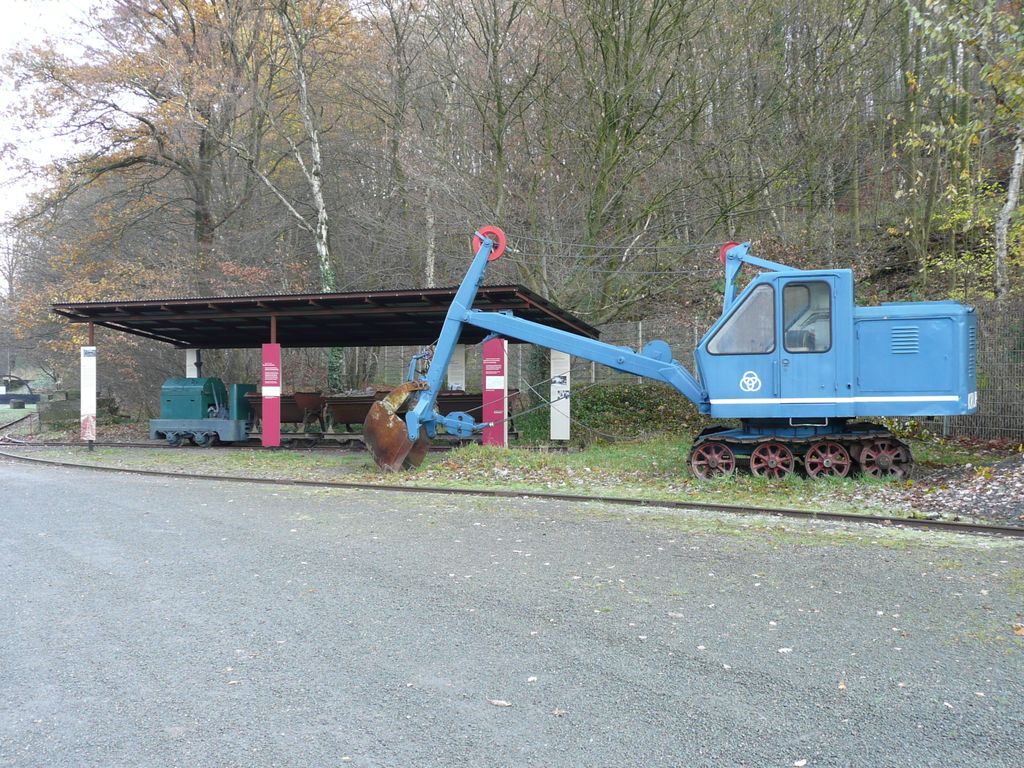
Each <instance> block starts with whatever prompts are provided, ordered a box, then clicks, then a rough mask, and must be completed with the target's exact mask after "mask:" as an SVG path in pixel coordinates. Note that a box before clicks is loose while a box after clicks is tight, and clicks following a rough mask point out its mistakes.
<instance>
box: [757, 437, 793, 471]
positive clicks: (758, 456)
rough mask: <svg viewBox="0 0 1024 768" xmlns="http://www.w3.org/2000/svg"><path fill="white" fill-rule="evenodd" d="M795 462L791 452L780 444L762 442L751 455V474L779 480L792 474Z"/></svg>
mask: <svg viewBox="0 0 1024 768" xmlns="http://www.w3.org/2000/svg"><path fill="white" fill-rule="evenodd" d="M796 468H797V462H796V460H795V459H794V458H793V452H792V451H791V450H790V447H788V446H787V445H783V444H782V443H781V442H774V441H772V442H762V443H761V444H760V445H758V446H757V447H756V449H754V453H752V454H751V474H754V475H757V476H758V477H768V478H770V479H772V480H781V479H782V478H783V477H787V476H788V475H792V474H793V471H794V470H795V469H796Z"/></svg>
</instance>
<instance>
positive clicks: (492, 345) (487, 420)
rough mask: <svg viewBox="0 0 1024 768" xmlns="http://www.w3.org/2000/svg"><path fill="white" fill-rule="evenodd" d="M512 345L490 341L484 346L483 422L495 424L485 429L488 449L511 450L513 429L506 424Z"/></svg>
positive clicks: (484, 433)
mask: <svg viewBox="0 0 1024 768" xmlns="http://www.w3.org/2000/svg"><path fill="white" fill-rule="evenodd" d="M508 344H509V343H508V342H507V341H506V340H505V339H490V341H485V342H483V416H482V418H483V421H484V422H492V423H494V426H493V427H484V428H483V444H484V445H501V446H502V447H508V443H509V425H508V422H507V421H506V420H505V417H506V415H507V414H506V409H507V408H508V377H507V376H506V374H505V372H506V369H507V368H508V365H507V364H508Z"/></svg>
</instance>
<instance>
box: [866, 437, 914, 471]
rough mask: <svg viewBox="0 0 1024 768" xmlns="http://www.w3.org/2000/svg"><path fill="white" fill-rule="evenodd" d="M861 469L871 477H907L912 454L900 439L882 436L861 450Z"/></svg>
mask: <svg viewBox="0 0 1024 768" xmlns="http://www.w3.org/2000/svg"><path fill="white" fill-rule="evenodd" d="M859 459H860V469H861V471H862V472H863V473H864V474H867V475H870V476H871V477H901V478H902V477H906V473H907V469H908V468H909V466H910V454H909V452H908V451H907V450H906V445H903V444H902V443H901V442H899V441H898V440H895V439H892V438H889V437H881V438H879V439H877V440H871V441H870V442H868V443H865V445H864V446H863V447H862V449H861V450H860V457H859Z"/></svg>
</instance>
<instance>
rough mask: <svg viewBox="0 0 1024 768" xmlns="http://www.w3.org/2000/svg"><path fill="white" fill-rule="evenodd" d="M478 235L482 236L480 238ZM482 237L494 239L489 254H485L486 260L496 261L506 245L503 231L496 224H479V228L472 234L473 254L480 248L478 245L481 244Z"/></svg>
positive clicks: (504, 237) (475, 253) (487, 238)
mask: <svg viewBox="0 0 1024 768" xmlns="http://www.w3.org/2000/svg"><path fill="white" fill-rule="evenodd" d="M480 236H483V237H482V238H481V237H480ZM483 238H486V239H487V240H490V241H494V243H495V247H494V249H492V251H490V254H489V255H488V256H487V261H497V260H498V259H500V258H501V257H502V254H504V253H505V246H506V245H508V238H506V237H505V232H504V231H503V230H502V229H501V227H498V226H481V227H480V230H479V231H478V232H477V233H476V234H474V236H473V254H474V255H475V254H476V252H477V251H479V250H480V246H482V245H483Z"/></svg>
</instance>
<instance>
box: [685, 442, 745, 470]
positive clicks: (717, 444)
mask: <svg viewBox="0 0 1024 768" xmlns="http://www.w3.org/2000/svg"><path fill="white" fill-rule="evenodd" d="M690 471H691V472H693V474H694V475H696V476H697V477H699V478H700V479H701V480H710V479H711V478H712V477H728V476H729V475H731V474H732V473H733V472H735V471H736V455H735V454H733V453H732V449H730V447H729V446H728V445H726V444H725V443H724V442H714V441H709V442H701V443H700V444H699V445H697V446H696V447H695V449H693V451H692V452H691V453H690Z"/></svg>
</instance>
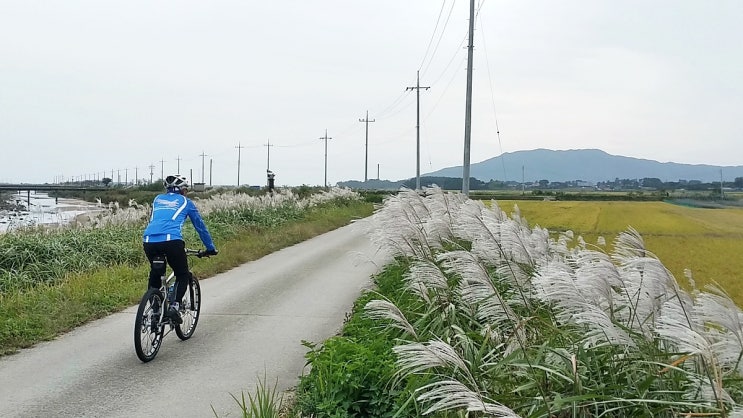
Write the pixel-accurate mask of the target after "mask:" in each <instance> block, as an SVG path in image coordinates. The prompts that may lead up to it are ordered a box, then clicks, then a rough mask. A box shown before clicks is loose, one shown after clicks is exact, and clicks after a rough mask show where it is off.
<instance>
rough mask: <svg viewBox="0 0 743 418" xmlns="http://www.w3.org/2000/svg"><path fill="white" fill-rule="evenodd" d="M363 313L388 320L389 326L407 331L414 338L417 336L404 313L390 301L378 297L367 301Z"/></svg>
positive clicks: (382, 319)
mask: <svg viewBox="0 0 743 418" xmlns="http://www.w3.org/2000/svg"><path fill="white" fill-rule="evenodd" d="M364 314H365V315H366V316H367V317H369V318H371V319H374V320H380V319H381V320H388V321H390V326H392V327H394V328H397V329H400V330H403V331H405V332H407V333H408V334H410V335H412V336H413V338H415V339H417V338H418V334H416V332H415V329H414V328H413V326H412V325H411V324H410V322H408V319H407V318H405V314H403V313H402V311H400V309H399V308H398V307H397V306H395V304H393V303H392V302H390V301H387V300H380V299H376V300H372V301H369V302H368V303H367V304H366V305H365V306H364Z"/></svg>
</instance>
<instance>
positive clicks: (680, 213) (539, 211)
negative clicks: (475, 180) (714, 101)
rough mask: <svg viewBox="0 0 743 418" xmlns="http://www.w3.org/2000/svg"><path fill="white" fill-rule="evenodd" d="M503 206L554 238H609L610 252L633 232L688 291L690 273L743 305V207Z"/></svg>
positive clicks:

§ **DIRECTIONS FOR THIS TASK**: Word for word, return the material above, but drop the pictures.

§ **TASK ANSWER**:
Each <instance> block starts with whatever prompts are provided, ordered a box, then clicks, then a rough mask, and must be completed with the target's exact mask after "mask:" as an SVG path in pixel coordinates. Note that a box before clicks is loose while a box after clicks is tight, and clicks following a rough mask point out its mistakes.
<instance>
box: [757, 437, 793, 471]
positive clicks: (758, 456)
rough mask: <svg viewBox="0 0 1024 768" xmlns="http://www.w3.org/2000/svg"><path fill="white" fill-rule="evenodd" d="M795 462L791 452L780 444L762 442L751 455V474L779 480L792 474Z"/></svg>
mask: <svg viewBox="0 0 1024 768" xmlns="http://www.w3.org/2000/svg"><path fill="white" fill-rule="evenodd" d="M796 468H797V462H796V460H795V459H794V458H793V452H792V451H791V450H790V447H788V446H787V445H783V444H782V443H781V442H774V441H772V442H762V443H761V444H760V445H758V446H757V447H756V449H754V453H752V454H751V474H754V475H757V476H758V477H768V478H770V479H772V480H781V479H782V478H783V477H787V476H788V475H792V474H793V471H794V470H795V469H796Z"/></svg>
</instance>
<instance>
positive clicks: (492, 345) (487, 420)
rough mask: <svg viewBox="0 0 1024 768" xmlns="http://www.w3.org/2000/svg"><path fill="white" fill-rule="evenodd" d="M512 345L490 341L484 346L483 422L495 424L485 429L488 449L511 450L513 429L506 424Z"/></svg>
positive clicks: (484, 433)
mask: <svg viewBox="0 0 1024 768" xmlns="http://www.w3.org/2000/svg"><path fill="white" fill-rule="evenodd" d="M508 344H509V343H508V342H507V341H506V340H505V339H490V341H485V342H483V416H482V418H483V421H484V422H492V423H494V426H493V427H484V428H483V444H484V445H501V446H502V447H508V443H509V425H508V422H507V421H506V420H505V417H506V415H507V414H506V409H507V408H508V377H507V376H506V374H505V372H506V369H507V368H508V365H507V364H508Z"/></svg>
</instance>
<instance>
box: [866, 437, 914, 471]
rough mask: <svg viewBox="0 0 1024 768" xmlns="http://www.w3.org/2000/svg"><path fill="white" fill-rule="evenodd" d="M861 469L871 477H907L912 454L900 439L882 436L861 450Z"/></svg>
mask: <svg viewBox="0 0 1024 768" xmlns="http://www.w3.org/2000/svg"><path fill="white" fill-rule="evenodd" d="M859 459H860V469H861V471H862V472H863V473H864V474H867V475H870V476H871V477H901V478H902V477H906V473H907V469H908V468H909V466H910V454H909V452H908V451H907V450H906V445H903V444H902V443H901V442H899V441H898V440H895V439H892V438H889V437H881V438H879V439H877V440H871V441H870V442H868V443H865V445H864V446H863V447H862V449H861V450H860V457H859Z"/></svg>
</instance>
<instance>
rough mask: <svg viewBox="0 0 1024 768" xmlns="http://www.w3.org/2000/svg"><path fill="white" fill-rule="evenodd" d="M478 235L482 236L480 238ZM482 237L494 239L489 254H485L486 260L496 261L506 245L503 231L496 224H479V228L472 234L473 254L480 248L478 245L481 244Z"/></svg>
positive clicks: (504, 237) (475, 253) (487, 238)
mask: <svg viewBox="0 0 1024 768" xmlns="http://www.w3.org/2000/svg"><path fill="white" fill-rule="evenodd" d="M480 236H483V237H482V238H481V237H480ZM483 238H486V239H487V240H490V241H494V243H495V247H494V249H492V251H490V254H489V255H488V256H487V261H497V260H498V259H500V258H501V257H502V254H504V253H505V246H506V245H508V238H506V237H505V232H504V231H503V230H502V229H501V227H498V226H481V227H480V230H479V231H478V232H477V233H476V234H474V236H473V254H474V255H475V254H476V252H477V251H479V250H480V246H482V245H483Z"/></svg>
</instance>
<instance>
box: [685, 442, 745, 470]
positive clicks: (717, 444)
mask: <svg viewBox="0 0 1024 768" xmlns="http://www.w3.org/2000/svg"><path fill="white" fill-rule="evenodd" d="M690 471H691V472H693V474H694V475H696V476H697V477H699V478H700V479H701V480H710V479H711V478H712V477H728V476H729V475H731V474H732V473H733V472H735V471H736V455H735V454H733V453H732V449H730V447H729V446H728V445H726V444H725V443H724V442H714V441H709V442H701V443H700V444H699V445H697V446H696V447H695V449H693V451H692V452H691V453H690Z"/></svg>
</instance>
Write the pixel-accurate mask of the target after "mask:" in each <instance> block, as an SVG path in image coordinates. The prompts that may lead up to it are ordered a box, then clicks, then a rough mask. A box shown before clicks is loose, one shown after clicks is exact, and clicks after a rough mask show where it is off.
<instance>
rough mask: <svg viewBox="0 0 743 418" xmlns="http://www.w3.org/2000/svg"><path fill="white" fill-rule="evenodd" d="M363 313L388 320L389 326L407 331L414 338L417 336L404 313L390 301L378 297L367 301Z"/></svg>
positive clicks: (382, 319)
mask: <svg viewBox="0 0 743 418" xmlns="http://www.w3.org/2000/svg"><path fill="white" fill-rule="evenodd" d="M364 314H365V315H366V316H367V317H369V318H371V319H374V320H380V319H381V320H388V321H390V326H392V327H394V328H397V329H400V330H403V331H405V332H407V333H408V334H410V335H412V336H413V338H415V339H417V338H418V334H416V332H415V329H414V328H413V326H412V325H411V324H410V322H408V319H407V318H405V314H403V313H402V311H400V309H399V308H398V307H397V306H395V304H393V303H392V302H390V301H387V300H380V299H376V300H372V301H369V302H368V303H367V304H366V305H365V306H364Z"/></svg>
</instance>
<instance>
positive clicks: (680, 213) (539, 211)
negative clicks: (475, 180) (714, 101)
rough mask: <svg viewBox="0 0 743 418" xmlns="http://www.w3.org/2000/svg"><path fill="white" fill-rule="evenodd" d="M503 206L554 238H609L610 252L633 232L688 291L690 273L743 305V207Z"/></svg>
positive clicks:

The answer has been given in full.